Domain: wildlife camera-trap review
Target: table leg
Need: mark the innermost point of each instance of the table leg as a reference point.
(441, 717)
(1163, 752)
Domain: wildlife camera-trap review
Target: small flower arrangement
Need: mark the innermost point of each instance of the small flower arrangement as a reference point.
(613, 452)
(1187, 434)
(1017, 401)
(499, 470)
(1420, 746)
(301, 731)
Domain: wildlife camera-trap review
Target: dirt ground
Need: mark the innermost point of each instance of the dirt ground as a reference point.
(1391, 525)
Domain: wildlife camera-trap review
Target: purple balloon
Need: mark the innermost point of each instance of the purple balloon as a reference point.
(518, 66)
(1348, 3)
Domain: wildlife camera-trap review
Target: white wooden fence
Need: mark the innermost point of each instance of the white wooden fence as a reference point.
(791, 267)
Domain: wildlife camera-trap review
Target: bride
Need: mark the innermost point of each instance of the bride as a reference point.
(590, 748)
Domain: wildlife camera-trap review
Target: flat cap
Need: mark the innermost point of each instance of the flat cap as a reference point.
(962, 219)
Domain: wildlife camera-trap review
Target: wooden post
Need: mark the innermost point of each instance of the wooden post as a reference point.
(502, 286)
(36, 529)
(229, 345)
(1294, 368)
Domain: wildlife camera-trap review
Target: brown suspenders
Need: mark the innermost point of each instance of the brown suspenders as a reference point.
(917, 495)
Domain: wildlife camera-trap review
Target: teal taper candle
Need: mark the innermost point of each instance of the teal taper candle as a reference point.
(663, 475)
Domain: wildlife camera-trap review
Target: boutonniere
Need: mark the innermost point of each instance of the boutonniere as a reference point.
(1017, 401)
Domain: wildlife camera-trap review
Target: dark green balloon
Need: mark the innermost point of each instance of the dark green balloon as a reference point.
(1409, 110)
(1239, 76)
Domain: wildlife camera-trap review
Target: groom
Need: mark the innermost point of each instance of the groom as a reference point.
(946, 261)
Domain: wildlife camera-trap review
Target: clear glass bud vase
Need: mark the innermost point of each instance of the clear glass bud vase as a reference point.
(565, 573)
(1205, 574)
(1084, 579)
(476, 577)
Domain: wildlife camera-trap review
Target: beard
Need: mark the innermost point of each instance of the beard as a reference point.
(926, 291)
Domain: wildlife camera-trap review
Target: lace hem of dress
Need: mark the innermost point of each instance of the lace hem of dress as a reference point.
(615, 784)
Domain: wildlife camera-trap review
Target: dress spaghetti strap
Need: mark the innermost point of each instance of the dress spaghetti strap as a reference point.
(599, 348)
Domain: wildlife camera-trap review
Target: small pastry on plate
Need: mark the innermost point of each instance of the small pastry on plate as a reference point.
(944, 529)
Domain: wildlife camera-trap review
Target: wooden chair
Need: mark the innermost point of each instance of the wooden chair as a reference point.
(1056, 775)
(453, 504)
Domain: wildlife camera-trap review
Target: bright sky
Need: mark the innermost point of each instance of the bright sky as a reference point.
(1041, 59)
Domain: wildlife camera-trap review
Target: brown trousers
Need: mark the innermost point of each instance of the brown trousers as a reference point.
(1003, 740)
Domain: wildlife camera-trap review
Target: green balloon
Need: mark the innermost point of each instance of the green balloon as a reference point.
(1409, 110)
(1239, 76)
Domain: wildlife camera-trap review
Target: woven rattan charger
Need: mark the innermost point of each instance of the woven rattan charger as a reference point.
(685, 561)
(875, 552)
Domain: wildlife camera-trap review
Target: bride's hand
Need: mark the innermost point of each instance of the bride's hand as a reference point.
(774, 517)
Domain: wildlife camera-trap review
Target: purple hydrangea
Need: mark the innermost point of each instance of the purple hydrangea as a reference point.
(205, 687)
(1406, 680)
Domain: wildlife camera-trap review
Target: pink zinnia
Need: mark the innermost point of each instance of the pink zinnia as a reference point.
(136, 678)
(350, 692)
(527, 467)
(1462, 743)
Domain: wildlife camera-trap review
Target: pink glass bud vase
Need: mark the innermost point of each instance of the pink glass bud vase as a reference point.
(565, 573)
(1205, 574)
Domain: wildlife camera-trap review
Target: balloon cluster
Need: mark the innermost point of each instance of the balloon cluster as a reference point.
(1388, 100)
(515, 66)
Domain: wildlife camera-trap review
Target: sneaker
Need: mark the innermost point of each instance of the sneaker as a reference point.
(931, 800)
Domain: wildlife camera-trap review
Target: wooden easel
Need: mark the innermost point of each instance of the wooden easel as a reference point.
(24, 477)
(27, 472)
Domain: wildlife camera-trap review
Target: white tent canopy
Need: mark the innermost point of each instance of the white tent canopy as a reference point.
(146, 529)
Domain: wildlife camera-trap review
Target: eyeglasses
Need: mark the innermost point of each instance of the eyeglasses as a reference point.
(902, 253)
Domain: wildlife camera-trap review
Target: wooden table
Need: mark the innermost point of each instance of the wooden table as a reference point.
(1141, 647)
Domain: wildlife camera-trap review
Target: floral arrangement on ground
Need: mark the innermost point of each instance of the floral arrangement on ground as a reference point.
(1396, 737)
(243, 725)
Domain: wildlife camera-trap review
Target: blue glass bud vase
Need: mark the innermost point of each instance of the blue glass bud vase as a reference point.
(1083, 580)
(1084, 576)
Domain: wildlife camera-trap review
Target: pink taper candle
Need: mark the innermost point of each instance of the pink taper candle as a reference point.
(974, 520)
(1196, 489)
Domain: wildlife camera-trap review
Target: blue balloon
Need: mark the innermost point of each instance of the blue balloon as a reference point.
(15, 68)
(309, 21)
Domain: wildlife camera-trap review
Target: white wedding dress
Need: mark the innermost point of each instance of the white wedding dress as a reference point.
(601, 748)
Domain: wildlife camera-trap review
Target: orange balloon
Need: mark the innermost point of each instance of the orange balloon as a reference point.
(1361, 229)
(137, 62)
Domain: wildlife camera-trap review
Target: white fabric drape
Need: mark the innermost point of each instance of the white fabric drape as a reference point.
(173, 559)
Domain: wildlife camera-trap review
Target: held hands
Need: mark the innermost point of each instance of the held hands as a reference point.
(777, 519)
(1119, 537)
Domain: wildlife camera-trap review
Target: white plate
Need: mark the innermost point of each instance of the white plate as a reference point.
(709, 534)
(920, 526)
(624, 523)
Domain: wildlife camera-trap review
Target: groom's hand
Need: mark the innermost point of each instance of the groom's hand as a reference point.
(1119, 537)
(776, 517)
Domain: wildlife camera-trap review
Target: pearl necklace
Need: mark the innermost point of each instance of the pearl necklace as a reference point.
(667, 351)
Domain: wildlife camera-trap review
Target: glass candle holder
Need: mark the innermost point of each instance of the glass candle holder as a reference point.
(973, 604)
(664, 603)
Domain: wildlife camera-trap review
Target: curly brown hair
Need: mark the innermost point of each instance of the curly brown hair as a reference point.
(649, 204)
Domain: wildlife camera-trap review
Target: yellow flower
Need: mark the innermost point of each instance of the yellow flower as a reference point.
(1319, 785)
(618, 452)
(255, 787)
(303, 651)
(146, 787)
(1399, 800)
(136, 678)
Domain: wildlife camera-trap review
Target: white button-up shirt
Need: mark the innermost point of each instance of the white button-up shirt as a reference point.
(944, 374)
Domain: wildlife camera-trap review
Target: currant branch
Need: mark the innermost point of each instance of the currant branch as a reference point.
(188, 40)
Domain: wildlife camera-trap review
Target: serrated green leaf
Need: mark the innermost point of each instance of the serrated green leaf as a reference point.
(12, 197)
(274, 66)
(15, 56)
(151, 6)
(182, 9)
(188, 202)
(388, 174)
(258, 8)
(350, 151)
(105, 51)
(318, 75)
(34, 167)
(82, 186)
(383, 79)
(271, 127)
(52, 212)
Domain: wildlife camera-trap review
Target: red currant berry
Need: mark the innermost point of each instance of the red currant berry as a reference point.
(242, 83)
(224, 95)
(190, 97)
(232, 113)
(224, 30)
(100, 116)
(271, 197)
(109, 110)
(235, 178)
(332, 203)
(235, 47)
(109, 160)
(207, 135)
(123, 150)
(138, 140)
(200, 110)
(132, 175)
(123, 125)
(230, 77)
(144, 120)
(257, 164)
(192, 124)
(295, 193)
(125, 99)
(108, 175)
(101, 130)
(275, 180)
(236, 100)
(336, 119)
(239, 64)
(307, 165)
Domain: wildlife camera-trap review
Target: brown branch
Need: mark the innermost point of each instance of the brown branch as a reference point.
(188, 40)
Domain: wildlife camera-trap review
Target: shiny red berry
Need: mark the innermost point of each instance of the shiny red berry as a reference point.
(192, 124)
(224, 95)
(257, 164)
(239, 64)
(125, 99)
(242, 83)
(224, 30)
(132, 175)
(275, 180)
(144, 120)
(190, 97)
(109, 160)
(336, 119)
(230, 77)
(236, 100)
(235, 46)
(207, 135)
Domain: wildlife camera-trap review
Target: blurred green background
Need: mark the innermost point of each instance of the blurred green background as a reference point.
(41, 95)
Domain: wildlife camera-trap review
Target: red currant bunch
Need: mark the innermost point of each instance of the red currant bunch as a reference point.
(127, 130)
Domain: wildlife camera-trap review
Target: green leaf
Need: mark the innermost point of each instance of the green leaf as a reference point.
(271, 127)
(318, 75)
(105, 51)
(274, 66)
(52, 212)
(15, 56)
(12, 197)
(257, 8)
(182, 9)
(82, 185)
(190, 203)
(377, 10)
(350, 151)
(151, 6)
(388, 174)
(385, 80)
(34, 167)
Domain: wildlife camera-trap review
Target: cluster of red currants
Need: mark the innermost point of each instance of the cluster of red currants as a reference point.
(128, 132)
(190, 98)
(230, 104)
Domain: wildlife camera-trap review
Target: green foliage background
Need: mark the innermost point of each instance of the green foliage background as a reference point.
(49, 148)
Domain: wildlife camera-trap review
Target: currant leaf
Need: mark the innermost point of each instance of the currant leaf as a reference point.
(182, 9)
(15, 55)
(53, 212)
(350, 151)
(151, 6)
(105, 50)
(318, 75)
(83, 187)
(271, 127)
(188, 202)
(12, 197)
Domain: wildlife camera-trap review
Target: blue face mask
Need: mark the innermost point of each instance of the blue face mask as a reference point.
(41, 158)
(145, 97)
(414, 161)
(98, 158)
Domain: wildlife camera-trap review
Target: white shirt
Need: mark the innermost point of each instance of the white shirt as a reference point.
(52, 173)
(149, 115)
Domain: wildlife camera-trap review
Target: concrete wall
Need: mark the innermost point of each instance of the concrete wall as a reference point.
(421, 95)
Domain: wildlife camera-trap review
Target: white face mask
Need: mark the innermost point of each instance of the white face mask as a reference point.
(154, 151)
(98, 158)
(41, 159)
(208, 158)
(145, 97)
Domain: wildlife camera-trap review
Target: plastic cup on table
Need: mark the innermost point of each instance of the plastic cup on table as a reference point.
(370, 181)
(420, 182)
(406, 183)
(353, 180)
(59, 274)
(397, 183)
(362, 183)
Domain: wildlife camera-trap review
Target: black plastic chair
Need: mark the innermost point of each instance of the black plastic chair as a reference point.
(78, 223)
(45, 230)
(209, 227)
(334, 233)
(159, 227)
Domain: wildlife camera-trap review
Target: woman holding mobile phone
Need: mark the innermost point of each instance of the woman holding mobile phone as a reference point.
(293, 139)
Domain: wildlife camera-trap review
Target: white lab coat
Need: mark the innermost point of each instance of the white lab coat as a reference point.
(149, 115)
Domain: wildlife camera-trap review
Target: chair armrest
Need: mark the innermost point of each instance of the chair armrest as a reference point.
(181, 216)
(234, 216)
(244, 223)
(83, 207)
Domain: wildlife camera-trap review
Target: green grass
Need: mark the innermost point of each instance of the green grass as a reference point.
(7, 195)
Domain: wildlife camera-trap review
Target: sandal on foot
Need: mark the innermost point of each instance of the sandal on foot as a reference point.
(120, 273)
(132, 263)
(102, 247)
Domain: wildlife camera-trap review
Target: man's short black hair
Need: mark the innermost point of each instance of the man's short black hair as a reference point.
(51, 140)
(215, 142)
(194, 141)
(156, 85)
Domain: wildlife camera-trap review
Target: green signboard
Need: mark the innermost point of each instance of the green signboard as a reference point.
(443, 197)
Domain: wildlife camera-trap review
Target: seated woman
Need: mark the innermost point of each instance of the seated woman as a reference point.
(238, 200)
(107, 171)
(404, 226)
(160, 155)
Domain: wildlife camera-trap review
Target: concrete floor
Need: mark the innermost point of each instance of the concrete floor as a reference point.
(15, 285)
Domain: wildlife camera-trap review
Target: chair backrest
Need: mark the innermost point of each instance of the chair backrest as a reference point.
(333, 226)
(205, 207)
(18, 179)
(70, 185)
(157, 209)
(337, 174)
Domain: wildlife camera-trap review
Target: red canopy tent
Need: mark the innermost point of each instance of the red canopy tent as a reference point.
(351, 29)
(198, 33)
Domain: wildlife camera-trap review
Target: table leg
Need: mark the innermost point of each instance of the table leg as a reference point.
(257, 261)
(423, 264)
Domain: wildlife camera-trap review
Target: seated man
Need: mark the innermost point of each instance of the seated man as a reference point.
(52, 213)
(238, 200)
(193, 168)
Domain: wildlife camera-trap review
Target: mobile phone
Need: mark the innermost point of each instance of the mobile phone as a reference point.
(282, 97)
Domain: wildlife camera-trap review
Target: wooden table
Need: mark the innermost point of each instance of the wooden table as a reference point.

IL TUO OBIETTIVO:
Restituisci ogni riga delle voci qui sopra in cui compare la parola "short".

RISPOSTA:
Target: man's short black hair
Need: mark the innermost point of each instance of the man's short black hair as a reference point.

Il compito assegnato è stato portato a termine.